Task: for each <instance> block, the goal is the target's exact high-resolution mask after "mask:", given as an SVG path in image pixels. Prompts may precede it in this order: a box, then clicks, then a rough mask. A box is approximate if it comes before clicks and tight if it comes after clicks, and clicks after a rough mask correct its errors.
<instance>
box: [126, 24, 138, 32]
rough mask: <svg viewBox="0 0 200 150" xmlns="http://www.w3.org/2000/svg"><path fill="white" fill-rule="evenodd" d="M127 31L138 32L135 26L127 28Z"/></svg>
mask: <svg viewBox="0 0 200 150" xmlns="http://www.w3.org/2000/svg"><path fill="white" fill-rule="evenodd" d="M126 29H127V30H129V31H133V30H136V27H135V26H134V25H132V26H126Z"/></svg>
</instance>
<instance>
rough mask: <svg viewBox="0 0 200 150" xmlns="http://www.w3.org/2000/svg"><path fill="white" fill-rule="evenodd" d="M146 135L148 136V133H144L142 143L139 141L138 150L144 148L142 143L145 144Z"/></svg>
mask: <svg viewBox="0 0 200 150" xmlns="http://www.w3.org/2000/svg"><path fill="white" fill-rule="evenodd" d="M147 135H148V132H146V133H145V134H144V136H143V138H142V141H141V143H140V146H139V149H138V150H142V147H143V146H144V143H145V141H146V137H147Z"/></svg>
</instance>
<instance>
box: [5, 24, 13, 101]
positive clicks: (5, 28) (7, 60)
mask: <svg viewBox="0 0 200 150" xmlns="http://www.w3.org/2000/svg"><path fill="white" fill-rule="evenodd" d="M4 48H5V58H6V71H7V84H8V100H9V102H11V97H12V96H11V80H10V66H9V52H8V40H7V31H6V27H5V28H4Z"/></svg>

Problem requirements: Write all of the records out again exactly.

Answer area:
Task: for each <instance> block, the goal is the target's exact high-resolution mask after "mask:", given as an SVG path in image pixels. Prompts may precede it in this order: a box, then clicks, then a rough mask. A box is approximate if it comes before clicks and tight if it comes after clicks, and clicks after a rough mask correct its errors.
<instance>
box: [126, 24, 138, 32]
rough mask: <svg viewBox="0 0 200 150" xmlns="http://www.w3.org/2000/svg"><path fill="white" fill-rule="evenodd" d="M127 31L138 32L135 26L127 28Z"/></svg>
mask: <svg viewBox="0 0 200 150" xmlns="http://www.w3.org/2000/svg"><path fill="white" fill-rule="evenodd" d="M126 29H127V30H129V31H133V30H136V27H135V26H134V25H132V26H126Z"/></svg>
</instance>
<instance>
rough mask: <svg viewBox="0 0 200 150" xmlns="http://www.w3.org/2000/svg"><path fill="white" fill-rule="evenodd" d="M146 135L148 136V133H144L142 143L139 141L138 150L144 148L142 143L145 144Z"/></svg>
mask: <svg viewBox="0 0 200 150" xmlns="http://www.w3.org/2000/svg"><path fill="white" fill-rule="evenodd" d="M147 135H148V132H146V133H145V134H144V136H143V138H142V141H141V143H140V146H139V149H138V150H142V147H143V146H144V143H145V141H146V137H147Z"/></svg>
</instance>
<instance>
box: [5, 24, 13, 101]
positive clicks: (5, 28) (7, 60)
mask: <svg viewBox="0 0 200 150" xmlns="http://www.w3.org/2000/svg"><path fill="white" fill-rule="evenodd" d="M4 48H5V58H6V71H7V84H8V100H9V102H11V97H12V96H11V80H10V66H9V52H8V40H7V31H6V27H5V28H4Z"/></svg>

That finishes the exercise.